**** Quoted text

Writing

NatNoWriMo has me beat. There,  I’ve said it. I was fine for the first couple of days when I had things clearly mapped out, but trying to write when I don’t know where I’m going feels like jumping off a cliff. All the advice seems to be to just soldier on, but I hate the feeling that I will probably junk 90% of it. If I could find my direction, I could hopefully get to the 10% that matters.

I was having problems before I started this – which is one of the reasons why I started this – but the problem isn’t writing, it’s finishing!

I normally start with a rough outline, not vastly detailed, just an idea of what the ending is and the main points along the way. The main points may change – and often do – but I know where I’m going. And this system has served me well in the past. I have finished a number of books, and even had a young adult book published. But that’s where things went pear-shaped. The book didn’t sell well, despite having good reviews and even an honourable mention for an award from UNESCO.

********
**** Data excerpts

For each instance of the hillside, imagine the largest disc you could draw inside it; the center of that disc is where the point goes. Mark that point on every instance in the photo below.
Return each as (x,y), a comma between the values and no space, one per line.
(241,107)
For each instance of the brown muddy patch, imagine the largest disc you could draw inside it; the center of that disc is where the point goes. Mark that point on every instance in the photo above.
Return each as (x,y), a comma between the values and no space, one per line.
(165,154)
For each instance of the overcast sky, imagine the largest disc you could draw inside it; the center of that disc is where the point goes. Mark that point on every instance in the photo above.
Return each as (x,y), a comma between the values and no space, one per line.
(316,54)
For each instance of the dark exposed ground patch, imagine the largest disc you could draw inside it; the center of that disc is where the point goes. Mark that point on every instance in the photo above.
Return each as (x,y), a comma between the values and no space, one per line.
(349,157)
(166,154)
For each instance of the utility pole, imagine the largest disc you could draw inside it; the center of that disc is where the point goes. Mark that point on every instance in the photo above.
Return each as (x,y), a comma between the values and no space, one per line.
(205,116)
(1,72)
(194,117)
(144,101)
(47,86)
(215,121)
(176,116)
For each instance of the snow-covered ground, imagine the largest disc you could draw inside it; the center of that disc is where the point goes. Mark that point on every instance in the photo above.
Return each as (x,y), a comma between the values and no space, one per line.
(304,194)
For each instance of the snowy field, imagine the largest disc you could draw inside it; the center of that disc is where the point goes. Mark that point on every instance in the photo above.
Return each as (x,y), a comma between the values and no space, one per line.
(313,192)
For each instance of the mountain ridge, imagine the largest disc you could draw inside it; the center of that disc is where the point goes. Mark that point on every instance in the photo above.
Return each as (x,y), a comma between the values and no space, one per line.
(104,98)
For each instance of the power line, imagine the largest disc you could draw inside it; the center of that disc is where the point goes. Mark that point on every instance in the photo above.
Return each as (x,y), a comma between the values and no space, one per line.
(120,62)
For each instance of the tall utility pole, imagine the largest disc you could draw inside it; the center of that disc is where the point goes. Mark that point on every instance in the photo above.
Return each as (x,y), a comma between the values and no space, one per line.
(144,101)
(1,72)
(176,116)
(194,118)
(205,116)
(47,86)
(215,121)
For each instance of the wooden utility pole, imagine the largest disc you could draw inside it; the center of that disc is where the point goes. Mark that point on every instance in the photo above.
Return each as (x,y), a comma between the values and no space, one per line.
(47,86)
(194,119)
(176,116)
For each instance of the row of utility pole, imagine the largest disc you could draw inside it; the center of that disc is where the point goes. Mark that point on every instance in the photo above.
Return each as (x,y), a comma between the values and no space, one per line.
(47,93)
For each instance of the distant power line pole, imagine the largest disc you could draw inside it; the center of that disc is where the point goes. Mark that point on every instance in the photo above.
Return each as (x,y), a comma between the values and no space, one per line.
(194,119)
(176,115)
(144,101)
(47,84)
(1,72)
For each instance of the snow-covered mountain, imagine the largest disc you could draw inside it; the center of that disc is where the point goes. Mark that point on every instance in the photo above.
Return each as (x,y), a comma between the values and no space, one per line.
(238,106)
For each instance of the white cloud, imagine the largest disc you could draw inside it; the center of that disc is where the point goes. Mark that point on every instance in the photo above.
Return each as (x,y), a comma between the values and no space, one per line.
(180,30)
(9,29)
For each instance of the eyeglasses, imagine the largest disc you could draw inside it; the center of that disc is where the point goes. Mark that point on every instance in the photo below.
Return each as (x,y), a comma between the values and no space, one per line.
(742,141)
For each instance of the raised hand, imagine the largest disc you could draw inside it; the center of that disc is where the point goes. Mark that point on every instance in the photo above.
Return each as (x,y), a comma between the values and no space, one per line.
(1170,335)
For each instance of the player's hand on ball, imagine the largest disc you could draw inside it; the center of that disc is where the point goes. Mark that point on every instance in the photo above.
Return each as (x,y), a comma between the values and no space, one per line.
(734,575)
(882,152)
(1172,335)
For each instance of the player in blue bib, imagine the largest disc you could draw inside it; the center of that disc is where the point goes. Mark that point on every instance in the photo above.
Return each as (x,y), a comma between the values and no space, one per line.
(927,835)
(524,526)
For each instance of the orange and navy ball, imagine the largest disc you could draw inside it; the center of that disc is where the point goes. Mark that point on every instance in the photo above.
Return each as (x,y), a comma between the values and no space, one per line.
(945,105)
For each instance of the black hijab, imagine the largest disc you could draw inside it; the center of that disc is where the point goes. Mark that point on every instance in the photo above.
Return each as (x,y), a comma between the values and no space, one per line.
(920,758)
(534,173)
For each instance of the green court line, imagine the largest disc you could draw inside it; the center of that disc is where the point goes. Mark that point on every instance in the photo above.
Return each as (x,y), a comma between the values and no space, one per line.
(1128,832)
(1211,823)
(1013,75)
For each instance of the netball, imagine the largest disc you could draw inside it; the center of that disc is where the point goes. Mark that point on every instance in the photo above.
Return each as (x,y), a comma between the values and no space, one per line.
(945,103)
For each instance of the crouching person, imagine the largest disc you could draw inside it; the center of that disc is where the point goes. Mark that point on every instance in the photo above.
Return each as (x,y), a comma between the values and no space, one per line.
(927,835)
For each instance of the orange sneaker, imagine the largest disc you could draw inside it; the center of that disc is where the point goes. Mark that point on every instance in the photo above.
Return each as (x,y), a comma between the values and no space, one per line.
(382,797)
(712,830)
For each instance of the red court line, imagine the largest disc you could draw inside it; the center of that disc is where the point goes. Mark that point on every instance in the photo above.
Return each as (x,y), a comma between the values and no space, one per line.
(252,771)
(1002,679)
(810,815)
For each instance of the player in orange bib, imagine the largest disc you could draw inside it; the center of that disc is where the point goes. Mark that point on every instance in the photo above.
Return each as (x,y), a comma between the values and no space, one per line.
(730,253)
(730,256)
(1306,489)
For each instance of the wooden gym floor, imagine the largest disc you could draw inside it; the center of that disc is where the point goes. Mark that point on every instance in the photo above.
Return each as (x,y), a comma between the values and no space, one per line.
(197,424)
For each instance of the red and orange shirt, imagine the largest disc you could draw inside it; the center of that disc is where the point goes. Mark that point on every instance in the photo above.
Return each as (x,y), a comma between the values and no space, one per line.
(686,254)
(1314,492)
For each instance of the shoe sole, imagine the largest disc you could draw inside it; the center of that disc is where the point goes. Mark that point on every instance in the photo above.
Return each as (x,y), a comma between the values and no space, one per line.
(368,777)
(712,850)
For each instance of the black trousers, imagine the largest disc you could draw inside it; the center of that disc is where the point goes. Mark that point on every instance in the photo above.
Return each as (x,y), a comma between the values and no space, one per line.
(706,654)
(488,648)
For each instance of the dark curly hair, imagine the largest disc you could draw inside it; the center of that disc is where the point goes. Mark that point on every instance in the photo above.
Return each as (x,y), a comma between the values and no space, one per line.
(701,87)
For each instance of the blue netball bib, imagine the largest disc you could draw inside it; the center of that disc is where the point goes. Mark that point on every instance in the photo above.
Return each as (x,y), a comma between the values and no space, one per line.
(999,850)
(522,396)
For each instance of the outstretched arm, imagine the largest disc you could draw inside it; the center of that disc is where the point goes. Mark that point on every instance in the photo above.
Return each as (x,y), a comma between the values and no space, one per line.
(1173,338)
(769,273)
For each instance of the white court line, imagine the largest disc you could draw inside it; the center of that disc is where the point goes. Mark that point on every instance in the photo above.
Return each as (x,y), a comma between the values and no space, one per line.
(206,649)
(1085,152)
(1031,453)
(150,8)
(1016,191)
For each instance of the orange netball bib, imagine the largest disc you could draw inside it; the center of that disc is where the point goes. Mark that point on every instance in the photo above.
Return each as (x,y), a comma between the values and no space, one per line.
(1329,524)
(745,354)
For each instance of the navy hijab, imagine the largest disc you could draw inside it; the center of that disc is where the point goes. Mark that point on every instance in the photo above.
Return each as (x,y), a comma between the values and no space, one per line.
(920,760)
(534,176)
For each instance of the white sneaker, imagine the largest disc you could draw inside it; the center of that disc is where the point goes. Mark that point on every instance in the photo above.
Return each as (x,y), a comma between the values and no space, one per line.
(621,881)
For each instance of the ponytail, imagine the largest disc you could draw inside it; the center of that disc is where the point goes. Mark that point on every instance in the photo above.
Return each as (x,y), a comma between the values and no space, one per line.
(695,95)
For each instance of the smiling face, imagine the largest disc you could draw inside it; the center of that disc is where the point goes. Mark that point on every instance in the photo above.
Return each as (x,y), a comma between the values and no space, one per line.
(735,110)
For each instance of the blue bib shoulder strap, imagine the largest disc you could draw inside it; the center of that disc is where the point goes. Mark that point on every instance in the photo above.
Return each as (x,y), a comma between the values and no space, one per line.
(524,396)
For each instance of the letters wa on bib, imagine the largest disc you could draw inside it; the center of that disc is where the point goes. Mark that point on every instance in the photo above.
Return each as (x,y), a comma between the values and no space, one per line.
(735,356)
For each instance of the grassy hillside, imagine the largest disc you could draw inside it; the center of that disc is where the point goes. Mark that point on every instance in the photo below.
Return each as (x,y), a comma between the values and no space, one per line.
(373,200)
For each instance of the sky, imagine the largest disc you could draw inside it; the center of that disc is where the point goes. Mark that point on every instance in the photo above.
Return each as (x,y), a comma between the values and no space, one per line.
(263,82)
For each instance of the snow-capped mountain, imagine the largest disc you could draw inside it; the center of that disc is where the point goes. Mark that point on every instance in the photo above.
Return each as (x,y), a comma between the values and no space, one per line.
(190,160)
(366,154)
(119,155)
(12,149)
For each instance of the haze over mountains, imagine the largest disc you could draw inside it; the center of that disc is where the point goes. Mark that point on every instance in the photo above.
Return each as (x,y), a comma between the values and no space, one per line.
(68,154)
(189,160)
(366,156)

********

» **Given instruction A**:
In the writing post, what recognition did the author's young adult book receive?
» **Given instruction B**:
Rewrite everything in the writing post from "NatNoWriMo has me" down to "10% that matters.", changing "cliff" to "ledge".

» **Full response A**:
An honorable mention for an award from UNESCO.

» **Full response B**:
NatNoWriMo has me beat. There,  I’ve said it. I was fine for the first couple of days when I had things clearly mapped out, but trying to write when I don’t know where I’m going feels like jumping off a ledge. All the advice seems to be to just soldier on, but I hate the feeling that I will probably junk 90% of it. If I could find my direction, I could hopefully get to the 10% that matters.